**Directions:**
Nothing but the lines from the one that contains "locate grass field, a point per instance." through the end of the listing should appear, set down exactly.

+===+

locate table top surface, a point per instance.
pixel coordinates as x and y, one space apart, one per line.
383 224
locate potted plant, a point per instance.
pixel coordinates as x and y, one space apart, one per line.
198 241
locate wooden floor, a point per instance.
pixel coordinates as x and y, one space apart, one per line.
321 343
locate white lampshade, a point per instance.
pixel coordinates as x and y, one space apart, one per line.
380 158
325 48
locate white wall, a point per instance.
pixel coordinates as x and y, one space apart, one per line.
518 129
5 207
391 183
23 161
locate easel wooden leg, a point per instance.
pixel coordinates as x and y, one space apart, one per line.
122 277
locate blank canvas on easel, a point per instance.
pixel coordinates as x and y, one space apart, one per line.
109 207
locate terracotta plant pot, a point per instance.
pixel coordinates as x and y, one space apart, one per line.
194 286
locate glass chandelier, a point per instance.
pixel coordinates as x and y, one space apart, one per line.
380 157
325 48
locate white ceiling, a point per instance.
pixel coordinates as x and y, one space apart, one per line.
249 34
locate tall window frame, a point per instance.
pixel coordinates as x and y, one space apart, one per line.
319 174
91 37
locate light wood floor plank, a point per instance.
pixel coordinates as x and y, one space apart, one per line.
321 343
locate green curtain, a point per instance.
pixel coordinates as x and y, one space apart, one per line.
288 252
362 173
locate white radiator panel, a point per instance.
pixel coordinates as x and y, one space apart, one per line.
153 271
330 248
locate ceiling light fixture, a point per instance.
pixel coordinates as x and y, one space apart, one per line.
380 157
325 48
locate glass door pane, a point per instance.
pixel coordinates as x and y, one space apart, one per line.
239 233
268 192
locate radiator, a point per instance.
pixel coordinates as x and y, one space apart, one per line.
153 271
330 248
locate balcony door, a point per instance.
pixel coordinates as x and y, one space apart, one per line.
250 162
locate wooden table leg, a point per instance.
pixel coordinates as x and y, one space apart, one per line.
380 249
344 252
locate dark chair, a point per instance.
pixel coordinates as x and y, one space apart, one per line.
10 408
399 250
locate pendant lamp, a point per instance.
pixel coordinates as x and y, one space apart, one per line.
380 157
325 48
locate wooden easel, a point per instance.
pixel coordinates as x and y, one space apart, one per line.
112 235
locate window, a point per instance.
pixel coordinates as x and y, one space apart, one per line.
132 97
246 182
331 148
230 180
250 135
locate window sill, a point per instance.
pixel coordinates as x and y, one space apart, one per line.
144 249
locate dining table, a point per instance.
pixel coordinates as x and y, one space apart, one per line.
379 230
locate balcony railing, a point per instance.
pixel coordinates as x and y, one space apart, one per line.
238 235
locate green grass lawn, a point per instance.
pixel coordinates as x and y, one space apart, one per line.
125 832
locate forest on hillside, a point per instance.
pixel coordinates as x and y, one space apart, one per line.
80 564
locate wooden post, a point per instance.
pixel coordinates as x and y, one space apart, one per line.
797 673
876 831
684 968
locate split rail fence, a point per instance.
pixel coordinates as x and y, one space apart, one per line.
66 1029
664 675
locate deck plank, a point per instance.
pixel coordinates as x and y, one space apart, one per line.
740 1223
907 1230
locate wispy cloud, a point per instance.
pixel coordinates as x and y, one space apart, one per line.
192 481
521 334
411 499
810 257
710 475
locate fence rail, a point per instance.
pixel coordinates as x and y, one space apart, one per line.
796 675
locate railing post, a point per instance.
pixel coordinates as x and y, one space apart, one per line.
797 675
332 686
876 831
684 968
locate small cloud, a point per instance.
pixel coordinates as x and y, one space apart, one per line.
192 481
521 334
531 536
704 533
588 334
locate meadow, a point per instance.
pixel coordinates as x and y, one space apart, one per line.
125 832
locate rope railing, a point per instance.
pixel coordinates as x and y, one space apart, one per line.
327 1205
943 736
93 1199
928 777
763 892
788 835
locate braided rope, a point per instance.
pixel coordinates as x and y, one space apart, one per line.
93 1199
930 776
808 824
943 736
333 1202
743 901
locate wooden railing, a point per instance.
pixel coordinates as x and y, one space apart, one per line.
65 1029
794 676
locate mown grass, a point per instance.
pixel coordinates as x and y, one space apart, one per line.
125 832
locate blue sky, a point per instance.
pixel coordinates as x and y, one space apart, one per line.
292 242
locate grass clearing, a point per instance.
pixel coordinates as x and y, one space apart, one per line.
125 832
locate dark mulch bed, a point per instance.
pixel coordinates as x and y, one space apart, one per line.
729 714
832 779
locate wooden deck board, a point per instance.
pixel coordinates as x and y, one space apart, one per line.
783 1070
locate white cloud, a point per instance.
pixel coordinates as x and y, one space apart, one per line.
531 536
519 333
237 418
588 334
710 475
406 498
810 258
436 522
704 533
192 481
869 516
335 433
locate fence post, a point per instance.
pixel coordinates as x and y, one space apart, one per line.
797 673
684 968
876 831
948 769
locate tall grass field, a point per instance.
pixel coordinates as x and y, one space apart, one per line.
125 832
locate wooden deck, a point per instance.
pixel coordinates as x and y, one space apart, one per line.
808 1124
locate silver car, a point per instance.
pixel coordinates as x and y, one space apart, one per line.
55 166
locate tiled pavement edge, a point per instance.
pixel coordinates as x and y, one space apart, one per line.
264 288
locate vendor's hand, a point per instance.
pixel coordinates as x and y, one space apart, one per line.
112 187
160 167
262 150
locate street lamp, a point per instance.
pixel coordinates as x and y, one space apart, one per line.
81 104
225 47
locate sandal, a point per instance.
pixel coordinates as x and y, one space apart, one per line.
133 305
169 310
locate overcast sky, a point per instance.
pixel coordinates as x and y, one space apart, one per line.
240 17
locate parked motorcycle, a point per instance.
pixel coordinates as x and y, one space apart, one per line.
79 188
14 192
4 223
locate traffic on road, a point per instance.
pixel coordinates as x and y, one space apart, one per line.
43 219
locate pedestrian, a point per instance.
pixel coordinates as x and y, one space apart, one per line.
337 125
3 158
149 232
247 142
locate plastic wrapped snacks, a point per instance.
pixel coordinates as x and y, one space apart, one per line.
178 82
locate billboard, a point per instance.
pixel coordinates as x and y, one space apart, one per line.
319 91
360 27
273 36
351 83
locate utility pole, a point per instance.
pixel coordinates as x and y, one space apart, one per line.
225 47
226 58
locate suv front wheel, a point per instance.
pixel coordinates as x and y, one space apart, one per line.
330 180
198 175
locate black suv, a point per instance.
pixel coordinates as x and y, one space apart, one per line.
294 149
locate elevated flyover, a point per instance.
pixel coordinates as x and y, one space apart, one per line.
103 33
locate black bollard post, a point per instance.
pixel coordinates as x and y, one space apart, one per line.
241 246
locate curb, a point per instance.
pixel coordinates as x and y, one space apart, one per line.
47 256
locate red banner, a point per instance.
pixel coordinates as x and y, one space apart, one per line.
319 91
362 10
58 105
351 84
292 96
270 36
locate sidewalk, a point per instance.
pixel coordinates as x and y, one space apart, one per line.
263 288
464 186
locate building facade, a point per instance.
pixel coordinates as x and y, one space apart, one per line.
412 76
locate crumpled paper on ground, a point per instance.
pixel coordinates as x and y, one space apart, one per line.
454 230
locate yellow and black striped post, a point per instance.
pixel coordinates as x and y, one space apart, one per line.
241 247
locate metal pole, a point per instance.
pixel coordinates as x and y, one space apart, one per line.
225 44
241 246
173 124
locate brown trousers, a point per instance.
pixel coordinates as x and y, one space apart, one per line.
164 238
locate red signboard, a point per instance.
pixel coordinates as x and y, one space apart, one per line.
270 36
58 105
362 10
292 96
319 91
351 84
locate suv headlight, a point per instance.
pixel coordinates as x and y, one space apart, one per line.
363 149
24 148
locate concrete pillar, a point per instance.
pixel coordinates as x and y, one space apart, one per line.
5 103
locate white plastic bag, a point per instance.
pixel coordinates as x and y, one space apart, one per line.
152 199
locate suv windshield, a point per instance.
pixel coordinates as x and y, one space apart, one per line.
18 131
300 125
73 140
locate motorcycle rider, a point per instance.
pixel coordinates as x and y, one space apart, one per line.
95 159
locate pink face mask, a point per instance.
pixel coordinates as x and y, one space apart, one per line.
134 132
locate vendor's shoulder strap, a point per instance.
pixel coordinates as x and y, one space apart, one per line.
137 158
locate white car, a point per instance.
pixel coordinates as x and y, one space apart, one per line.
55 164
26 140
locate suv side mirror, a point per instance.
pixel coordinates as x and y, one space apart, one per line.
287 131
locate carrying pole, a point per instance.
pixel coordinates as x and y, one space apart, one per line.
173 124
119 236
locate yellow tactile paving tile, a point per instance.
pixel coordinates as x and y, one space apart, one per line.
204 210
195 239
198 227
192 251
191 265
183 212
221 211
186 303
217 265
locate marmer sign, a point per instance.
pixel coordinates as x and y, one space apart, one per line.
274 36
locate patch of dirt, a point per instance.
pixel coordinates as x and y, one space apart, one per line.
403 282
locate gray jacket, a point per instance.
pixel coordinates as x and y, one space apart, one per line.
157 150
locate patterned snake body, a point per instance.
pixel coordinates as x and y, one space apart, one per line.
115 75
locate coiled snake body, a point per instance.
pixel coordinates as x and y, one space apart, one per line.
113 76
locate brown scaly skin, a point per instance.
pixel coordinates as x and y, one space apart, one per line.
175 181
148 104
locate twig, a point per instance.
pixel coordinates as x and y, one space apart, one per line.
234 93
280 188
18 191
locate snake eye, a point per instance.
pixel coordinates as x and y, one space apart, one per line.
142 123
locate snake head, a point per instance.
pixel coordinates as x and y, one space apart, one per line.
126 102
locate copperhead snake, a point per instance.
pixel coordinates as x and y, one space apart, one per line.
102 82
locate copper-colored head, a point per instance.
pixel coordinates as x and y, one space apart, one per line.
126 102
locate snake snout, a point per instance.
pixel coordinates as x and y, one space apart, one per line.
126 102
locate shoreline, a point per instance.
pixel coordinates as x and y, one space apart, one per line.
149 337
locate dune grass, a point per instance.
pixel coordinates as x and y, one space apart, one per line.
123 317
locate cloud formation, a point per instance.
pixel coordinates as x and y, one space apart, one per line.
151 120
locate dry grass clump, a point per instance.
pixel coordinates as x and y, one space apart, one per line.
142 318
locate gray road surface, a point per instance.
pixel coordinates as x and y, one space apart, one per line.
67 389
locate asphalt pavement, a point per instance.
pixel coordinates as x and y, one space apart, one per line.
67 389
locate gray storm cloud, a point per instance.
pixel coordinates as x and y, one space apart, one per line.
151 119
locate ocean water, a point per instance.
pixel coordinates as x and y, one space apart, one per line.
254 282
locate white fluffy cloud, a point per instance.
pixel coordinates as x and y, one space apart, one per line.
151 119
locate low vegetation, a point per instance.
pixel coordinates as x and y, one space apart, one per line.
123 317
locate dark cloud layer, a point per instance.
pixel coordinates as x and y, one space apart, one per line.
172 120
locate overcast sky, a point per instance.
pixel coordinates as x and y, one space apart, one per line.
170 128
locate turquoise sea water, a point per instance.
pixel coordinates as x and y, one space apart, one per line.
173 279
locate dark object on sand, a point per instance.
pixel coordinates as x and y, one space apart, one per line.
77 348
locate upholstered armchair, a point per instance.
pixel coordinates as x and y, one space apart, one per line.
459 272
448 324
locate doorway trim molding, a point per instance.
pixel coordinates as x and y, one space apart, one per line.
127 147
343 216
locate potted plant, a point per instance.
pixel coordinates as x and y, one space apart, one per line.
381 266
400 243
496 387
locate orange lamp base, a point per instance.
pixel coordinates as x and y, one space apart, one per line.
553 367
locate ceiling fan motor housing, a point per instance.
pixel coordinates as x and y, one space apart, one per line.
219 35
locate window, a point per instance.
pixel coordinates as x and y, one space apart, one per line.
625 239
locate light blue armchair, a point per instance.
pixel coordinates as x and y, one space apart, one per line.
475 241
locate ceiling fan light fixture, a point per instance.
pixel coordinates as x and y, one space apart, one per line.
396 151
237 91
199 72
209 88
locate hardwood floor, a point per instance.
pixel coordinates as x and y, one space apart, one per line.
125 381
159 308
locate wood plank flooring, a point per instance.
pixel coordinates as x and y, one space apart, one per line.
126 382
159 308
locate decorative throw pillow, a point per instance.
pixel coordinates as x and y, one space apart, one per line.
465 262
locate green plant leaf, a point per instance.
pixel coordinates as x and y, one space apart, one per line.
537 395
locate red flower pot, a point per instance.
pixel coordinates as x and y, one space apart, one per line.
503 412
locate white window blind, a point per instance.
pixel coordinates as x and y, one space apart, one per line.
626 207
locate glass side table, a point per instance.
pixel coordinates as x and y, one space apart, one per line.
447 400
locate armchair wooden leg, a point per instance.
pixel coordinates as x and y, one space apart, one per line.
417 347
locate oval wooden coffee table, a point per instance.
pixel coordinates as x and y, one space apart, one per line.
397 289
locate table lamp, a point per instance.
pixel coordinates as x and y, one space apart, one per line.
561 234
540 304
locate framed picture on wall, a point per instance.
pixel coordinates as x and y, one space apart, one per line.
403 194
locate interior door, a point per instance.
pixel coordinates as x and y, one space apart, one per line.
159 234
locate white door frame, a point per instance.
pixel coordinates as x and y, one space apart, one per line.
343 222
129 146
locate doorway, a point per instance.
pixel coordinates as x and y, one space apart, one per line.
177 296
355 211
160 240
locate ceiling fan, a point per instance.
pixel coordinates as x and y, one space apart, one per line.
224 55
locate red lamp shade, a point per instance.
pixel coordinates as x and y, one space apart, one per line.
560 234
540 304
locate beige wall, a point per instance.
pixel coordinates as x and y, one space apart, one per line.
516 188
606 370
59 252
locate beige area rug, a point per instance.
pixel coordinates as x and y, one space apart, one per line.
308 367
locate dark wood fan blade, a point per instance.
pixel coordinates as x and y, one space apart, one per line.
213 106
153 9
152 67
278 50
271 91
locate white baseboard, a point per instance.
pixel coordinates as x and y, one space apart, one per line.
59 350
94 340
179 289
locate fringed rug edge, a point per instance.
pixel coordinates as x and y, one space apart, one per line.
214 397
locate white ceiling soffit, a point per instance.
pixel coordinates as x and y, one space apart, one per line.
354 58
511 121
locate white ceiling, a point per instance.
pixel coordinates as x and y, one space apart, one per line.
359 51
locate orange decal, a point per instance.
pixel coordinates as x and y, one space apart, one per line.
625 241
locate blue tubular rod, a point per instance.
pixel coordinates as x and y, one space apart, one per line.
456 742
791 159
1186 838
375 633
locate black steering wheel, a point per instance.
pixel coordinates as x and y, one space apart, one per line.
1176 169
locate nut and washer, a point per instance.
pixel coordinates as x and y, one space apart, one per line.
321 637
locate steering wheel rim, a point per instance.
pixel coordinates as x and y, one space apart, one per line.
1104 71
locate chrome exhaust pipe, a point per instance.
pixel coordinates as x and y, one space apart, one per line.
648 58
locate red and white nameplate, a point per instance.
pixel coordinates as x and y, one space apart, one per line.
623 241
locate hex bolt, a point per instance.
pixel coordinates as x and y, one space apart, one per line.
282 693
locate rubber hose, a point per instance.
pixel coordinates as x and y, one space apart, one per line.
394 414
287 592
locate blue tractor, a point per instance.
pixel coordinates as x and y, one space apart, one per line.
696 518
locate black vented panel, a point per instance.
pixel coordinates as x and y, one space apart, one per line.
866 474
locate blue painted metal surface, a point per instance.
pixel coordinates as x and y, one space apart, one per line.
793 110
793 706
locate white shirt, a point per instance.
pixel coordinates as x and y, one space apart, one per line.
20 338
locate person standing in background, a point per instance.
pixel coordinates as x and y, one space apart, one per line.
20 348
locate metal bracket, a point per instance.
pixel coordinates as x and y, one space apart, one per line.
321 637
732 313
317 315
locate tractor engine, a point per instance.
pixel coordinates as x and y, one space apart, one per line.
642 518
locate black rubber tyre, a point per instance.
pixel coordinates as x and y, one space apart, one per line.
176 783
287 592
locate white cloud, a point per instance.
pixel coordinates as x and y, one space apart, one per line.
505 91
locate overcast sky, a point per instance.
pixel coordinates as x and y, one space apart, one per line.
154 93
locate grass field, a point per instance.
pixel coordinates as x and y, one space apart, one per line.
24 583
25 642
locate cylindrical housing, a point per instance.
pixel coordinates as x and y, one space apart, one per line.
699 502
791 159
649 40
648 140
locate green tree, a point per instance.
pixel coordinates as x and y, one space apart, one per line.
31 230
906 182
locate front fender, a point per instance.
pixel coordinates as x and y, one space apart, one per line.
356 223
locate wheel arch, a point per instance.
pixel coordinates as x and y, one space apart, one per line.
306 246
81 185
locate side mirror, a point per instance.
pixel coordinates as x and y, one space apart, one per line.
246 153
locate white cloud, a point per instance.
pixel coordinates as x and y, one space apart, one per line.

+===+

**Solution:**
locate grass field, a point per instance.
pixel coordinates as x and y, one space apart, one per line.
24 583
25 642
locate cylindrical housing, a point per instance.
pixel coordinates as x and y, one space apart, one per line.
699 502
791 159
649 40
648 140
locate green tree, a point per instance.
pixel coordinates as x and y, one space apart, one per line.
31 230
906 182
locate front fender, a point per instance.
pixel coordinates as x and y, one space apart, one per line.
356 223
locate wheel arch, a point per instance.
pixel coordinates as x and y, one space apart, one per line.
306 246
81 185
locate side mirror, a point per instance.
pixel coordinates as x and y, one space apart, one per line.
246 153
locate white cloud, a point per instance.
pixel coordinates as x and y, one space apart, one per line.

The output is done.